Written task | Count the lines in the entries below that contain the string "white", treating uppercase and lowercase as distinct, and give only the resulting number.
** start Listed entries **
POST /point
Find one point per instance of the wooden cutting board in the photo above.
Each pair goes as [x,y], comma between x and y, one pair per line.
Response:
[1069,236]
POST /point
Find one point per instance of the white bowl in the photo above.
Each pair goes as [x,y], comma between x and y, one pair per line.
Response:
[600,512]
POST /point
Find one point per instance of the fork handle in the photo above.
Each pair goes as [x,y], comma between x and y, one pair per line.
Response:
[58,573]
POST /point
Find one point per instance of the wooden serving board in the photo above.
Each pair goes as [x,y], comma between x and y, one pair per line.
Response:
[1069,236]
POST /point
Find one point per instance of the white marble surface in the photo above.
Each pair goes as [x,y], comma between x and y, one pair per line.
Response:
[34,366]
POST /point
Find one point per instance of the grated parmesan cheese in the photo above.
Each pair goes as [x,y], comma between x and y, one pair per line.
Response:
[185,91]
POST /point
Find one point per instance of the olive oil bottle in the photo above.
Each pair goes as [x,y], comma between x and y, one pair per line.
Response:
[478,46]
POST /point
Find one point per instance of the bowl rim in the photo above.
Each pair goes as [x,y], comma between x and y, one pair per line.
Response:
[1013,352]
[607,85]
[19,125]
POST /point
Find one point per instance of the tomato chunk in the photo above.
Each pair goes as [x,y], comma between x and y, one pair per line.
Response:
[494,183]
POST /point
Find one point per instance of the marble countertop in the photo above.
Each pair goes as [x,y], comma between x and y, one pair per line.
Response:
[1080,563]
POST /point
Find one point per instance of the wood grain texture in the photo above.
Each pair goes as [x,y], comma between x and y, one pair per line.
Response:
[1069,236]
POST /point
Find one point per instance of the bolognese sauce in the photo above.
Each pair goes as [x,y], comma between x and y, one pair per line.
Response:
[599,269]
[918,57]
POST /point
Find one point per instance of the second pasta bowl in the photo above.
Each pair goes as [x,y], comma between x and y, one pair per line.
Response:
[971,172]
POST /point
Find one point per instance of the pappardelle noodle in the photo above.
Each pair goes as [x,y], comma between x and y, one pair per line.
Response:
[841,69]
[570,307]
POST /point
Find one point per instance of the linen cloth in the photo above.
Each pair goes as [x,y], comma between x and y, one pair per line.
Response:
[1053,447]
** end Listed entries **
** start Listed entries **
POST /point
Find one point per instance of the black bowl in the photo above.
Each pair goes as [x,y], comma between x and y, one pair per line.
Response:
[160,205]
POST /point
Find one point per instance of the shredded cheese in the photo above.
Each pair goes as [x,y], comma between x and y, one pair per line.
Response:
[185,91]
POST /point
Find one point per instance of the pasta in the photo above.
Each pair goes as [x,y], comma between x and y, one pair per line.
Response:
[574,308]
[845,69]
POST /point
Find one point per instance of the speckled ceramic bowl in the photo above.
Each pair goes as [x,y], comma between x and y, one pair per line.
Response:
** end Listed entries **
Full response | 2